• [TASK GOAL] Can you turn every line of the material below into a Markdown table with two columns, Row and Line, numbering the rows in order and skipping any blank lines? Leave the pictures out of the table.

"""

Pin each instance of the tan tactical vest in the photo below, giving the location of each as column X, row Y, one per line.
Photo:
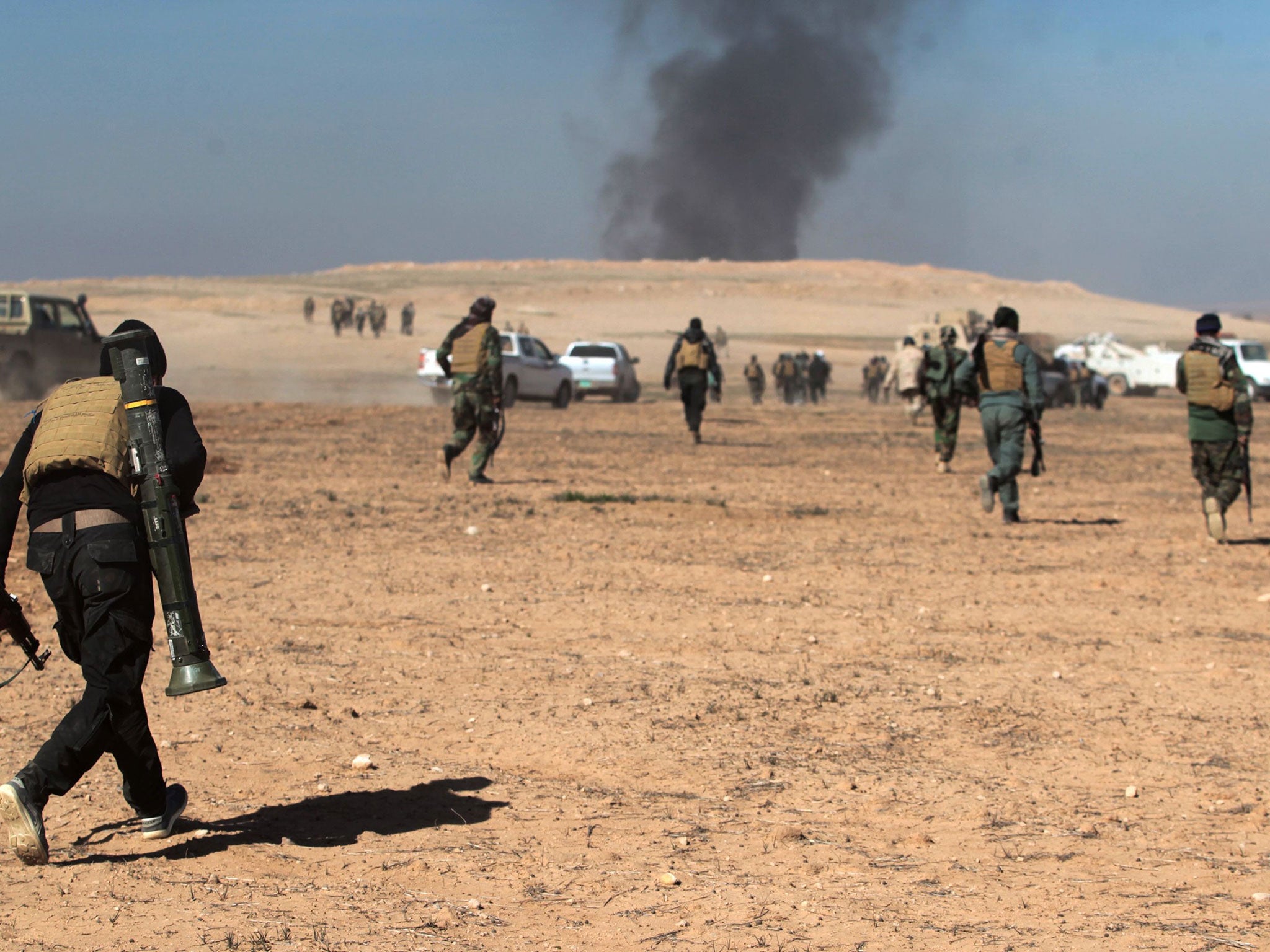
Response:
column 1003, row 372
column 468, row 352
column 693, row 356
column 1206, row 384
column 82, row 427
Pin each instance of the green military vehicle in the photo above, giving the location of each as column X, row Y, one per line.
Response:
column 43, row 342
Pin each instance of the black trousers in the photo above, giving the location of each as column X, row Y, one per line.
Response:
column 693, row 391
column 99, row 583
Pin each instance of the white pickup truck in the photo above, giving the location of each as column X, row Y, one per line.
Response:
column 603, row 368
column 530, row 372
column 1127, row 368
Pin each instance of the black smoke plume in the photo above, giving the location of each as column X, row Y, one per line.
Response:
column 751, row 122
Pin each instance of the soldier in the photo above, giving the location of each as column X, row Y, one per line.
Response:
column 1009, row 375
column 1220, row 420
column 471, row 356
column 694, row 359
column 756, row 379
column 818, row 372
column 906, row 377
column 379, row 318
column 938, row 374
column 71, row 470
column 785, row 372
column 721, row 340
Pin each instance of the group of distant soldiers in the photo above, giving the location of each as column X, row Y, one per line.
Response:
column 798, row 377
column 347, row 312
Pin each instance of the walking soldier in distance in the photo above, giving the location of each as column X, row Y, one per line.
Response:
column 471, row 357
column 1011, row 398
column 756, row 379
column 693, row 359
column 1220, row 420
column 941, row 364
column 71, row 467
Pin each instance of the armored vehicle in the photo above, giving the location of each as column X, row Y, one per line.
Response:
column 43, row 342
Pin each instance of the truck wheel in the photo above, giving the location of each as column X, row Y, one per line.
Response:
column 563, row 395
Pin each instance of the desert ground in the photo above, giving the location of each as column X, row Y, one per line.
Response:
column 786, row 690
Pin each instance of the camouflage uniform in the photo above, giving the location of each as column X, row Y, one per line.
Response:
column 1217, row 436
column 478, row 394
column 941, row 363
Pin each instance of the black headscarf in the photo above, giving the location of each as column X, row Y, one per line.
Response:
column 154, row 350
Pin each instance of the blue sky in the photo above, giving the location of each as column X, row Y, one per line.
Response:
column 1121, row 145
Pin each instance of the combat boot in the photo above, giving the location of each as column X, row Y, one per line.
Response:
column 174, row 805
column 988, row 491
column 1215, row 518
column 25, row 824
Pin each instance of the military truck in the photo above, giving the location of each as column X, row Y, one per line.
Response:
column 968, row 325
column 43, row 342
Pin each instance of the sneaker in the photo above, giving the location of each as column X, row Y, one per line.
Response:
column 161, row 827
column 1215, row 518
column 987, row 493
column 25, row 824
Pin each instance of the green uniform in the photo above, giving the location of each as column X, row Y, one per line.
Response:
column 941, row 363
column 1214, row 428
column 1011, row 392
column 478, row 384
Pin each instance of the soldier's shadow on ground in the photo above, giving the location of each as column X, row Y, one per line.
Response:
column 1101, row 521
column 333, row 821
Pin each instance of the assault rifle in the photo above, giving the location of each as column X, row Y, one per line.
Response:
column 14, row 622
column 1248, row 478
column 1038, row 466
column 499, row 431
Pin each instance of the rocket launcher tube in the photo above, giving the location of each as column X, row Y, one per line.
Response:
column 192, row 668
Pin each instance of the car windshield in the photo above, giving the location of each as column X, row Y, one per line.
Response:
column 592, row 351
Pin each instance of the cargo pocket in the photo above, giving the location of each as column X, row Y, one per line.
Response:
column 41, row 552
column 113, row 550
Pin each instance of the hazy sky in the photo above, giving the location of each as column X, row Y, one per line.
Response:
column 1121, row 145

"""

• [EXPECTED ANSWER]
| Row | Line |
|---|---|
| 1 | Pin each instance of the tan tactical vest in the photo below, giving the location of each as column X, row Y, one per line. |
| 2 | Photo: |
| 3 | Response: |
| 4 | column 1003, row 372 |
| 5 | column 468, row 352 |
| 6 | column 693, row 356 |
| 7 | column 1206, row 384 |
| 8 | column 82, row 427 |
| 9 | Pin each instance of the green military vehicle in the photo above, giving the location of each as column X, row Y, one per line. |
| 10 | Response: |
| 11 | column 43, row 342 |
| 12 | Pin each instance of the black trousers in the photo above, giving the location of each as column X, row Y, one per line. |
| 13 | Response: |
| 14 | column 693, row 391 |
| 15 | column 99, row 583 |
| 16 | Pin each instance of the white pickup truck in the photo above, giving the location of each as column X, row Y, one per line. |
| 17 | Response: |
| 18 | column 603, row 368 |
| 19 | column 530, row 372 |
| 20 | column 1127, row 368 |
| 21 | Pin each instance of the black smoke plume in the photo above, giving the location of each as column X, row Y, one per line. |
| 22 | Response: |
| 23 | column 751, row 122 |
| 24 | Pin each instance of the soldier in the photo above, giving the location of each as column X, row Y, one per line. |
| 25 | Response: |
| 26 | column 1009, row 375 |
| 27 | column 1220, row 420 |
| 28 | column 471, row 356 |
| 29 | column 694, row 359 |
| 30 | column 756, row 379 |
| 31 | column 818, row 372 |
| 32 | column 906, row 377 |
| 33 | column 379, row 318 |
| 34 | column 938, row 374 |
| 35 | column 71, row 470 |
| 36 | column 785, row 372 |
| 37 | column 721, row 340 |
| 38 | Pin each instance of the group of distant soldiers in the photo above, giving the location of each as column X, row Y, one per line. |
| 39 | Response: |
| 40 | column 798, row 377 |
| 41 | column 347, row 312 |
| 42 | Pin each instance of the walking soldier in distance in the photo above, giving the location of each as column X, row Y, one per line. |
| 43 | Response: |
| 44 | column 471, row 357 |
| 45 | column 1011, row 398 |
| 46 | column 756, row 379 |
| 47 | column 693, row 359 |
| 48 | column 1220, row 420 |
| 49 | column 941, row 364 |
| 50 | column 71, row 467 |
| 51 | Pin each instance of the armored vehicle in the photo above, giving the location of each as column X, row Y, one per line. |
| 52 | Response: |
| 53 | column 43, row 342 |
| 54 | Pin each instance of the truck wheel in the photo above, giving the location of each as column X, row Y, one per line. |
| 55 | Response: |
| 56 | column 563, row 395 |
| 57 | Pin each instance of the desert ground in the photo above, giving the location of each as column X, row Y, one per line. |
| 58 | Response: |
| 59 | column 786, row 690 |
| 60 | Pin each instance of the camouflage uniform in the photo above, giving the location of each as column X, row Y, one per line. |
| 61 | Response: |
| 62 | column 1217, row 436 |
| 63 | column 478, row 394 |
| 64 | column 941, row 363 |
| 65 | Pin each instance of the black headscarf in the photo above, giving the location of each as column X, row Y, one per line. |
| 66 | Response: |
| 67 | column 154, row 350 |
| 68 | Pin each instance of the blue sky in the photo above, giving the location of each as column X, row Y, one per line. |
| 69 | Response: |
| 70 | column 1121, row 145 |
| 71 | Pin each instance of the combat boot in the photo above, giving the location of each as column X, row Y, one per line. |
| 72 | Response: |
| 73 | column 174, row 805 |
| 74 | column 988, row 491 |
| 75 | column 1215, row 518 |
| 76 | column 25, row 824 |
| 77 | Pin each instance of the military truck in the photo above, giving the location of each as column X, row Y, one per line. |
| 78 | Response: |
| 79 | column 968, row 325 |
| 80 | column 43, row 342 |
| 81 | Pin each instance of the sneaker in the photo above, giving the location of each as column X, row Y, one per line. |
| 82 | Response: |
| 83 | column 161, row 827 |
| 84 | column 1215, row 518 |
| 85 | column 987, row 493 |
| 86 | column 25, row 824 |
| 87 | Pin each instance of the green uniform in the photo above, giving the location of each as column X, row Y, one per line. |
| 88 | Response: |
| 89 | column 941, row 363 |
| 90 | column 1214, row 428 |
| 91 | column 1011, row 392 |
| 92 | column 478, row 384 |
| 93 | Pin each instance of the soldier's shadow on ground in the photo above, giving the location of each as column X, row Y, one per line. |
| 94 | Response: |
| 95 | column 1101, row 521 |
| 96 | column 333, row 821 |
| 97 | Pin each instance of the assault rifle in the photo above, giving the location of each as column X, row Y, one per line. |
| 98 | Response: |
| 99 | column 14, row 622 |
| 100 | column 1248, row 478 |
| 101 | column 1038, row 466 |
| 102 | column 499, row 431 |
| 103 | Pin each instance of the rocket launcher tube in the photo above, giving the location of each as column X, row Y, one per line. |
| 104 | Response: |
| 105 | column 192, row 668 |
| 106 | Pin each instance of the car windshield in the photo above, giving the location of each as column X, row Y, one per line. |
| 107 | Response: |
| 108 | column 592, row 351 |
| 109 | Pin each instance of the cargo pocket in the photo above, giving the location of each as column X, row Y, one per line. |
| 110 | Response: |
| 111 | column 41, row 552 |
| 112 | column 113, row 550 |
| 113 | Pin each instance of the hazy sky in the photo above, giving the location of each as column X, row Y, one per line. |
| 114 | Response: |
| 115 | column 1121, row 145 |